Task item:
From the entries that follow, list every line in which the string "palm" appears.

Data listing:
──────────────────────────────
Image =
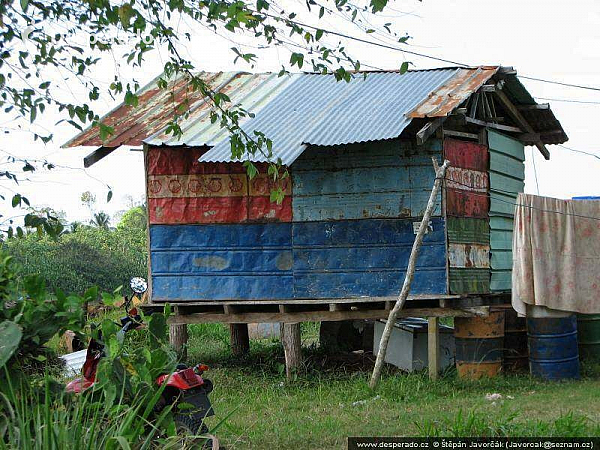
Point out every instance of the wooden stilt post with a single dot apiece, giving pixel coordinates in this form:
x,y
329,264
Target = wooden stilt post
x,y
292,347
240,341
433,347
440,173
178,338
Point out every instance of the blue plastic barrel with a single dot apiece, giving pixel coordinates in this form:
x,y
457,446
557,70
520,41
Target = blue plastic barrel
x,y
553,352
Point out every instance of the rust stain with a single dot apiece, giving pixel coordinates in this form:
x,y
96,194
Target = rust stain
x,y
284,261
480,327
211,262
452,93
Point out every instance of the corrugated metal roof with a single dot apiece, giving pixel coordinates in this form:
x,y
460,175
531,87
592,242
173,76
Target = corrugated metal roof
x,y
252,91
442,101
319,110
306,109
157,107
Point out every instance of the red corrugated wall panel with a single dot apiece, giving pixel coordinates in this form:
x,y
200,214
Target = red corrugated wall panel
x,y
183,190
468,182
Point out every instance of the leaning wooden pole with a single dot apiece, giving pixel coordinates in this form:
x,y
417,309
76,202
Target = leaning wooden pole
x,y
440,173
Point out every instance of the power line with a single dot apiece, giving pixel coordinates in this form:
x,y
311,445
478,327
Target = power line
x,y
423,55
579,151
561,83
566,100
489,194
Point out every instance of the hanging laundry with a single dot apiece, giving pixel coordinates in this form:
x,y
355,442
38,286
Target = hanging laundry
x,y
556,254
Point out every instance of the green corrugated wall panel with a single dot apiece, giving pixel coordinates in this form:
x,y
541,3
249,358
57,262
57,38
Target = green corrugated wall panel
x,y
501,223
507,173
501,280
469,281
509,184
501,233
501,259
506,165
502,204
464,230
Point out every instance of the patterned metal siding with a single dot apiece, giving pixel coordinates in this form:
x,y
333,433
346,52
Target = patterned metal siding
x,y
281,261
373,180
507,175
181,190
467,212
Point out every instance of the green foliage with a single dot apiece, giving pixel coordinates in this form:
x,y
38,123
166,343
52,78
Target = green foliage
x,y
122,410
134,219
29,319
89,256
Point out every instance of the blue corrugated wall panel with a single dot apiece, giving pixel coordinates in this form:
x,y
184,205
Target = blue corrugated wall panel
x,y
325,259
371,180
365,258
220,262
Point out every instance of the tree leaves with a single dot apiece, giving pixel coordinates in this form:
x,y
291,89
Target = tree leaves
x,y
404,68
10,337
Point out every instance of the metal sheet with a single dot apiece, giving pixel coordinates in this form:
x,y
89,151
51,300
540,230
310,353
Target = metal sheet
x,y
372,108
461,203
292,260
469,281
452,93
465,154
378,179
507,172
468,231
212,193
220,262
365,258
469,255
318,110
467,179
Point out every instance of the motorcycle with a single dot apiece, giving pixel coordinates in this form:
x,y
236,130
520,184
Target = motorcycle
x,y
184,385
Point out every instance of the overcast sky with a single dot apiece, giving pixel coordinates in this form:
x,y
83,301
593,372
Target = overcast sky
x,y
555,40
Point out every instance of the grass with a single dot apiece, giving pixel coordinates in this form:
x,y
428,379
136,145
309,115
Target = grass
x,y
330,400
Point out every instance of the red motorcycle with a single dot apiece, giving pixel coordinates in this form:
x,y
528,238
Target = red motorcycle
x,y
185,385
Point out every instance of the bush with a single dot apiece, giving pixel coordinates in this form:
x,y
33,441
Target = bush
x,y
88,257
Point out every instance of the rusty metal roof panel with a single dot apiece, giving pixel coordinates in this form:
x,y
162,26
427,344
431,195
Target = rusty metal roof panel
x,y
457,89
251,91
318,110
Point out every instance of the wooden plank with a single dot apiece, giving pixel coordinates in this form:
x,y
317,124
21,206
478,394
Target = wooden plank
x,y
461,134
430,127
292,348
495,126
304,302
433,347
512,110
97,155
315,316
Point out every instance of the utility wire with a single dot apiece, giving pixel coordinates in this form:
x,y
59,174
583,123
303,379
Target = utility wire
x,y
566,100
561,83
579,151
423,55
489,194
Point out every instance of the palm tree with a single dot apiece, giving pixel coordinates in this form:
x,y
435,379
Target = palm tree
──────────────────────────────
Exercise answer:
Point out every instance of the palm tree with a single dot apiece, giving pixel coordinates in this form:
Target = palm tree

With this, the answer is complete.